**Task description**:
Could you extract the lines from the items starting at the line containing "Please segment every instance of the child's" and ending at the line containing "71L162 65L173 68L178", both included, and repeat them verbatim?

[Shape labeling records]
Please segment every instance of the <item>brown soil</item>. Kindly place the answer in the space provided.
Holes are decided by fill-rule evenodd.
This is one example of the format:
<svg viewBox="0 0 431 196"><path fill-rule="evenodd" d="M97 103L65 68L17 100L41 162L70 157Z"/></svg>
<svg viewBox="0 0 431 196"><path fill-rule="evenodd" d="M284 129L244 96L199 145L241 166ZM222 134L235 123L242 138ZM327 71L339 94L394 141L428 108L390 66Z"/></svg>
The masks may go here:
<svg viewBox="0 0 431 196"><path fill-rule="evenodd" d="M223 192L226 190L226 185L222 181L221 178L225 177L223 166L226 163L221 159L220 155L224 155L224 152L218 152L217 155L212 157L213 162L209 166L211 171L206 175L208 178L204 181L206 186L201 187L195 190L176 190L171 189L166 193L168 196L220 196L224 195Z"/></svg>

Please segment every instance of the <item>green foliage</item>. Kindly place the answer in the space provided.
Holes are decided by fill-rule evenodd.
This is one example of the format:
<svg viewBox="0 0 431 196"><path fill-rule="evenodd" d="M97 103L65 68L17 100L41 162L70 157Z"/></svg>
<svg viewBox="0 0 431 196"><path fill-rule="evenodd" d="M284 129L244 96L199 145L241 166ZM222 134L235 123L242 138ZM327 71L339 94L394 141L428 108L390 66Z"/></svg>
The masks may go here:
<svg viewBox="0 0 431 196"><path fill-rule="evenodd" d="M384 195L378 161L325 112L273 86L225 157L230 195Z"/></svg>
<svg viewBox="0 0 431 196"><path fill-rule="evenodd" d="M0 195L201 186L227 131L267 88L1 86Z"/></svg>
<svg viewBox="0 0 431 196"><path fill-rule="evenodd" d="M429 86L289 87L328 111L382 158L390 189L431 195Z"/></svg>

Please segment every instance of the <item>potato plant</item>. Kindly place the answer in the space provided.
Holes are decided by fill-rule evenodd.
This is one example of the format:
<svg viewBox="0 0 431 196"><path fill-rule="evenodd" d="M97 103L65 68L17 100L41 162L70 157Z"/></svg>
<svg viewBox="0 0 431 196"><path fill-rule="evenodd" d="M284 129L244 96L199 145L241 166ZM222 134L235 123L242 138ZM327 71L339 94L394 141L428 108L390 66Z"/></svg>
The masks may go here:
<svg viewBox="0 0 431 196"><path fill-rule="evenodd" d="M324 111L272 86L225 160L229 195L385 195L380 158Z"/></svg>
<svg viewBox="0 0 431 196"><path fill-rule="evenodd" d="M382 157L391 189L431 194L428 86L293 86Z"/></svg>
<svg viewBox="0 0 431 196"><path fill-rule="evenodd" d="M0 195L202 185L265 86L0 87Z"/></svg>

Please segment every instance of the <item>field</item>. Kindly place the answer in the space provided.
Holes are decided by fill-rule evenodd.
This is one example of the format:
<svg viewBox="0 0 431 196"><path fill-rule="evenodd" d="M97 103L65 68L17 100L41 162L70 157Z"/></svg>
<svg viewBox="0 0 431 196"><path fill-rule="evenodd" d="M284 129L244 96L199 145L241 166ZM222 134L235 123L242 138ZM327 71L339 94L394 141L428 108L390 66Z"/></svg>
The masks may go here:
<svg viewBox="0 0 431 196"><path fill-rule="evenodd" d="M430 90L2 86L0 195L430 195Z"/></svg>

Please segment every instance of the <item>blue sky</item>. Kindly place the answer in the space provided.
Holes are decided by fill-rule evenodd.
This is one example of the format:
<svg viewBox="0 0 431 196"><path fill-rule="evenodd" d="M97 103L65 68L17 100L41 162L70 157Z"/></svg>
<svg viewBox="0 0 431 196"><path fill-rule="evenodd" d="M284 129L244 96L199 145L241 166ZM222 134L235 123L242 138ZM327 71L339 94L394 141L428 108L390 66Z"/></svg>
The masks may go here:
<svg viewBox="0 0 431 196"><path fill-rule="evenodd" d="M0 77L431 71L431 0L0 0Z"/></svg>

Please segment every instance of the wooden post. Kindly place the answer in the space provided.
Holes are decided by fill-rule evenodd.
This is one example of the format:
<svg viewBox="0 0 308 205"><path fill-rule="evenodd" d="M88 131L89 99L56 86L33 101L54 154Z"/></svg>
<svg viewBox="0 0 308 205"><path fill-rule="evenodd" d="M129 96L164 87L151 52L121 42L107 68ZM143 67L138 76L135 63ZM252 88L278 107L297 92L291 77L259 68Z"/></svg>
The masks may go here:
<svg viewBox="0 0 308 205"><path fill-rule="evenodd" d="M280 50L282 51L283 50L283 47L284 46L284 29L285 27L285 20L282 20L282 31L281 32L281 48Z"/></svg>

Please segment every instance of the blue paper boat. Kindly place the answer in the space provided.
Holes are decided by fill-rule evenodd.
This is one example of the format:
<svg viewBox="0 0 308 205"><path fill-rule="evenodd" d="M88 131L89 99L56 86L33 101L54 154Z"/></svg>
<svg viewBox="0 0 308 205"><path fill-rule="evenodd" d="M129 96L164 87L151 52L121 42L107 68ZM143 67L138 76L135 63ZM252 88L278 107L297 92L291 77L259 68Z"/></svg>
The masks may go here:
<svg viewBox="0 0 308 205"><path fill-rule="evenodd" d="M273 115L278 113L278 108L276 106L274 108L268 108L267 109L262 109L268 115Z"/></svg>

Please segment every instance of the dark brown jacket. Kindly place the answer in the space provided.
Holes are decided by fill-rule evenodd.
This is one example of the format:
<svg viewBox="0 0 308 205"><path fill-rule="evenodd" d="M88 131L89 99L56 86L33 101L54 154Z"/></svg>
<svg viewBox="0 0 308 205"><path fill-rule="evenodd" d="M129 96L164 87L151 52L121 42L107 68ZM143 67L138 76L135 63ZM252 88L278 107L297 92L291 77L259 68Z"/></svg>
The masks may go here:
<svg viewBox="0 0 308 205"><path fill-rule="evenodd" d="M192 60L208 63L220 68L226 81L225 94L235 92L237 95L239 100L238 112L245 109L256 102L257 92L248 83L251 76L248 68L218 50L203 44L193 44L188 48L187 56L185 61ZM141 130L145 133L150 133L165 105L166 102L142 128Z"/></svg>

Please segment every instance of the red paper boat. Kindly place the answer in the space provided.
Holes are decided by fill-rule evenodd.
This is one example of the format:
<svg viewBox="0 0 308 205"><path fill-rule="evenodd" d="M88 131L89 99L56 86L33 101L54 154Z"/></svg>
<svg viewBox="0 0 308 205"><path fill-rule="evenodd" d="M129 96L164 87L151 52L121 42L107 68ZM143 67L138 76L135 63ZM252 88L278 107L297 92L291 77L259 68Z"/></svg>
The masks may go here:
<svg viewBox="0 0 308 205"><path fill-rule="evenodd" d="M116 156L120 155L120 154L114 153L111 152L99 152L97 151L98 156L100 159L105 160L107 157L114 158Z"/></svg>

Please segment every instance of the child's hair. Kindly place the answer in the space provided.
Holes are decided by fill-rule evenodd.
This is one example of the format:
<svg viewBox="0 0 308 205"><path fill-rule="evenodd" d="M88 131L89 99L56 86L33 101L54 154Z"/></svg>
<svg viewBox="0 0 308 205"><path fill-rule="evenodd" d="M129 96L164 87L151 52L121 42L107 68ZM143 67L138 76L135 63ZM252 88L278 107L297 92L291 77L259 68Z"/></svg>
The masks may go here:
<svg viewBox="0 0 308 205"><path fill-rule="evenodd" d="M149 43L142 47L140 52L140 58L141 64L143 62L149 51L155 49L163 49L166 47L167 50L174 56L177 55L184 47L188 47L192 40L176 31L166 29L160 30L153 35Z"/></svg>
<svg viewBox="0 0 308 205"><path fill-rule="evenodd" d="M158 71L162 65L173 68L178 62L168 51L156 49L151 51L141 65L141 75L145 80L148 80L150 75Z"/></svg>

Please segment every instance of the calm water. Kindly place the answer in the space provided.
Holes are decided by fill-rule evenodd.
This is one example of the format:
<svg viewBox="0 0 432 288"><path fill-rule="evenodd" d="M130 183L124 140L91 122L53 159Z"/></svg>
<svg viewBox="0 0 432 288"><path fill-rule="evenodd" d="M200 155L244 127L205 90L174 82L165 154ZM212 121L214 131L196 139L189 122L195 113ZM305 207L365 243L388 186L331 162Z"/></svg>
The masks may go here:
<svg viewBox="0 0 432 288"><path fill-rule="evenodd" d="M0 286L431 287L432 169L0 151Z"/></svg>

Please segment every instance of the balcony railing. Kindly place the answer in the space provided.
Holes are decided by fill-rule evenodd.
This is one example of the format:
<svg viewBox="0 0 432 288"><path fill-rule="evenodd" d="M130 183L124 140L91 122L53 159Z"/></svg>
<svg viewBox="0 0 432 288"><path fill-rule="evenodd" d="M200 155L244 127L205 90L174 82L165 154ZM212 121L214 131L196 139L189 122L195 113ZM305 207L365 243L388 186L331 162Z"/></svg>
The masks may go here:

**Exercise answer**:
Please segment every instance of the child's hair. Kindly place the answer in the space provided.
Holes are decided by fill-rule evenodd.
This is one example of the format:
<svg viewBox="0 0 308 205"><path fill-rule="evenodd" d="M88 131L89 99L56 86L33 101L54 154Z"/></svg>
<svg viewBox="0 0 308 205"><path fill-rule="evenodd" d="M129 96L164 87L151 52L121 42L107 68ZM143 67L138 76L135 63ZM252 88L278 107L297 92L291 77L259 68Z"/></svg>
The masks may go here:
<svg viewBox="0 0 308 205"><path fill-rule="evenodd" d="M149 43L142 47L140 52L140 58L141 64L143 62L149 51L155 49L163 49L166 47L167 50L174 56L177 55L184 47L188 47L192 40L176 31L166 29L160 30L153 35Z"/></svg>
<svg viewBox="0 0 308 205"><path fill-rule="evenodd" d="M158 71L162 65L173 68L178 62L168 51L156 49L151 51L141 65L141 75L145 80L148 80L150 75Z"/></svg>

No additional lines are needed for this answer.